L’expression « modèle social français » induit qu’il existe d’autres modèles à l’étranger. Elle se situe donc dans une recherche comparative internationale. C’est la raison pour laquelle j’ai choisi d’utiliser les travaux d’Esping-Andersen pour ma définition. Dans Les trois mondes de l’État-providence (1990), l’économiste danois s’intéresse à « la manière dont les activités de l’État sont coordonnées avec les rôles du marché et de la famille dans la prévoyance sociale ». En ce sens, un modèle social peut être compris comme le système d’institutions qui permet à un État d’organiser la protection sociale (vieillesse, famille, santé et chômage).

■ **OBJECTIF**
Selon le texte sur le modèle social français, quels domaines de la protection sociale un modèle social permet-il à un État d'organiser ? Les items proviennent d'une source distincte de celle du texte sur le modèle social français.

■ **Entrées de données enregistrées**
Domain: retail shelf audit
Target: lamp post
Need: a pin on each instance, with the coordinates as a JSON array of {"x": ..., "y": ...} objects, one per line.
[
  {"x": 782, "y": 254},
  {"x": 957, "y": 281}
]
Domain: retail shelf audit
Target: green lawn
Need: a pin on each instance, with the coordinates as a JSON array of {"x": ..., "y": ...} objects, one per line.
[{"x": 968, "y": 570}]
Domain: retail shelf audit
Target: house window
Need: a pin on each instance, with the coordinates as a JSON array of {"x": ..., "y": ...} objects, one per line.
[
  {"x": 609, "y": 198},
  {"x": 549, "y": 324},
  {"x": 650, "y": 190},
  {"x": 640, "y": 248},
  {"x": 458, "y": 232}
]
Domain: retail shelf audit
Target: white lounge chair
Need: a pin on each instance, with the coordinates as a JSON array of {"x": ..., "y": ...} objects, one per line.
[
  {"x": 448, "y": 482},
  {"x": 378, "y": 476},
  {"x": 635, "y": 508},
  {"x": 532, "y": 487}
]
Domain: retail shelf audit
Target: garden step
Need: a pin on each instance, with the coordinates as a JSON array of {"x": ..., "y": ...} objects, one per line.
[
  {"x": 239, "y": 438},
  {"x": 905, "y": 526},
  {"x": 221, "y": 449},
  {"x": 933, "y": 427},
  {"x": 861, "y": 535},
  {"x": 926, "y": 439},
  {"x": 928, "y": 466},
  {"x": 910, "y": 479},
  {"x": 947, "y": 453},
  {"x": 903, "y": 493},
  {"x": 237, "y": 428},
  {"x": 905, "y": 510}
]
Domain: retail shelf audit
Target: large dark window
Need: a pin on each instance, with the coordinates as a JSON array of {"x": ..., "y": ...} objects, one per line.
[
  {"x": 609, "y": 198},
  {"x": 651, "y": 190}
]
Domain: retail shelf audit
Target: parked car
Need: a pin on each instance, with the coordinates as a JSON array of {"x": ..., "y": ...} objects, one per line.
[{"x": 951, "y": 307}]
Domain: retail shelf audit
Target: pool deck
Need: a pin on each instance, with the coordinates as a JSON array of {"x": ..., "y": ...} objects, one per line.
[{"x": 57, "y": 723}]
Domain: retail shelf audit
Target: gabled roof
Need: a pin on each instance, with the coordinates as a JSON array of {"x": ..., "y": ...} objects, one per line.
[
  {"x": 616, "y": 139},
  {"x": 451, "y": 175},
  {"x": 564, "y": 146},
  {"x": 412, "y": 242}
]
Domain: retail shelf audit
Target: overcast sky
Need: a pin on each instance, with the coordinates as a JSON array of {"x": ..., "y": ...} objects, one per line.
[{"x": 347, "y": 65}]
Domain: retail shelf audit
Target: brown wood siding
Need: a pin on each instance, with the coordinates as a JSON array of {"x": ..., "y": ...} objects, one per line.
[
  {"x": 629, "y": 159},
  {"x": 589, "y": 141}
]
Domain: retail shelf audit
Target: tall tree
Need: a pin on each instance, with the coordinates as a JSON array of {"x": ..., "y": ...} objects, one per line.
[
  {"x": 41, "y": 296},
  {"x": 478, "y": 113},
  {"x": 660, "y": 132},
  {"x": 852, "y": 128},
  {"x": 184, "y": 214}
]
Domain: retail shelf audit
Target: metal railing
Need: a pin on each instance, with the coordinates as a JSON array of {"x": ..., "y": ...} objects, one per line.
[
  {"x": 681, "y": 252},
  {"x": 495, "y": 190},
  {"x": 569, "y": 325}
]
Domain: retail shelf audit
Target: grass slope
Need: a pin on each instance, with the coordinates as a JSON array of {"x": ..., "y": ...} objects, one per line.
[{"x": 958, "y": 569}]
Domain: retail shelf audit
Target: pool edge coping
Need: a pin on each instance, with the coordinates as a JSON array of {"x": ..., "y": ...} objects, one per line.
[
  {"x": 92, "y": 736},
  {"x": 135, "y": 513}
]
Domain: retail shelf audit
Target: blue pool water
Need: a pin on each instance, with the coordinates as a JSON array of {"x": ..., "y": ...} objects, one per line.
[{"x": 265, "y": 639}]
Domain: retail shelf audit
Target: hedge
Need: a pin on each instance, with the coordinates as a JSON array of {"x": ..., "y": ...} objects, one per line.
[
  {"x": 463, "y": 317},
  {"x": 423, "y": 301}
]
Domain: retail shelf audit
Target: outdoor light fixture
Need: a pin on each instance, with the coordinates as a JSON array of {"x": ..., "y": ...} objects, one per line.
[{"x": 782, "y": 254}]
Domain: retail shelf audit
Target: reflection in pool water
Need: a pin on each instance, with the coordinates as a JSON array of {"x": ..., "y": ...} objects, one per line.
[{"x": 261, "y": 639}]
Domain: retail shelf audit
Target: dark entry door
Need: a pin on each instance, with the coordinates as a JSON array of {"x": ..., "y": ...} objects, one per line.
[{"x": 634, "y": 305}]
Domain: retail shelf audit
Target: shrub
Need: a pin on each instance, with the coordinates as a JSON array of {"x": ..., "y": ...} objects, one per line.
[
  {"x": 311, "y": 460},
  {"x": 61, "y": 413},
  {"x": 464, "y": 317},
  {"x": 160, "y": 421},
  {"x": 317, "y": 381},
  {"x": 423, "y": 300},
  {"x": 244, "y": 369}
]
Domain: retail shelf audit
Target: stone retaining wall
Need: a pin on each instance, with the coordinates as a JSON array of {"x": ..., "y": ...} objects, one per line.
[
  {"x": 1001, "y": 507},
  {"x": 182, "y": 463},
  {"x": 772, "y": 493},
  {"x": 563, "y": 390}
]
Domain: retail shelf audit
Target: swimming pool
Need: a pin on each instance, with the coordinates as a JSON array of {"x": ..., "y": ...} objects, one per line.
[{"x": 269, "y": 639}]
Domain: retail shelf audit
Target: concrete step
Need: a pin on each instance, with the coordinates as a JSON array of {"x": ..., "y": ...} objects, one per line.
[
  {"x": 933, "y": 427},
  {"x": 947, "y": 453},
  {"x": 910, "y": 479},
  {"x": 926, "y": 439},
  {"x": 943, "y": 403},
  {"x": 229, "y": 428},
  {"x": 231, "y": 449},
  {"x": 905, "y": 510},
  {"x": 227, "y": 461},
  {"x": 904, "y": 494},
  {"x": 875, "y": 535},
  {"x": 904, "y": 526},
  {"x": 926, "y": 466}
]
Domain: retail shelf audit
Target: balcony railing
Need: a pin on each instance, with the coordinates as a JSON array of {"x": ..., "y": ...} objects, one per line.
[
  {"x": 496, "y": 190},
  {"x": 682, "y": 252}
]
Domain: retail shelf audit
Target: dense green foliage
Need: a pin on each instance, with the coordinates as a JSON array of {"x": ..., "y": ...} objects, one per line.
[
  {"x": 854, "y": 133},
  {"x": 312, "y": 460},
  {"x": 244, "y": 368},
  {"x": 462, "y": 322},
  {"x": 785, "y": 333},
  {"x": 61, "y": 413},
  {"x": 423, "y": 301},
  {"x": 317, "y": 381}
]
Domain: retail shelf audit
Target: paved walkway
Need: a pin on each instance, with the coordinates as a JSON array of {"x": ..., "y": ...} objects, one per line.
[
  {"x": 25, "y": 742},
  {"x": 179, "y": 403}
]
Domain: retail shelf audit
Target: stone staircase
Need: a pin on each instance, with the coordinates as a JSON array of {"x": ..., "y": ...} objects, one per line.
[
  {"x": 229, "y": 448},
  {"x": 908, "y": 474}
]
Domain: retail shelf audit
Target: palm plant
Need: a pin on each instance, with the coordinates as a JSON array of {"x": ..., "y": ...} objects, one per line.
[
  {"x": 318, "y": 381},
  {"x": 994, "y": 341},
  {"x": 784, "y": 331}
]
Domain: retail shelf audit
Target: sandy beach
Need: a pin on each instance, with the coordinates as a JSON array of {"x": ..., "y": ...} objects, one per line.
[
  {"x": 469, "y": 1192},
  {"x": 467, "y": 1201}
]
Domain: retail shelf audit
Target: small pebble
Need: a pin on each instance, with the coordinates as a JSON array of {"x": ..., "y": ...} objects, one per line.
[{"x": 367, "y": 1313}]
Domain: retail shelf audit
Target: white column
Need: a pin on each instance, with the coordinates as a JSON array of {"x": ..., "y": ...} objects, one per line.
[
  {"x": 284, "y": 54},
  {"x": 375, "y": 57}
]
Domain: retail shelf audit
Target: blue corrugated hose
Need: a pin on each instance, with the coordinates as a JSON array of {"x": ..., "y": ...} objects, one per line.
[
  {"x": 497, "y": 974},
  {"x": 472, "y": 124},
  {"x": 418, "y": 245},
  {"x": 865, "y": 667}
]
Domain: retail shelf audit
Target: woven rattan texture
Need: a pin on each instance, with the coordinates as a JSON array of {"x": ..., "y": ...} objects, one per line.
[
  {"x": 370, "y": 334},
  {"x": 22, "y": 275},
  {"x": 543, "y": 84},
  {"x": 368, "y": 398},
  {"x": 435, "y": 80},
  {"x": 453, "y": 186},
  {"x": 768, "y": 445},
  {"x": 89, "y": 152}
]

■ **EXERCICE CORRIGÉ**
La vieillesse, la famille, la santé et le chômage.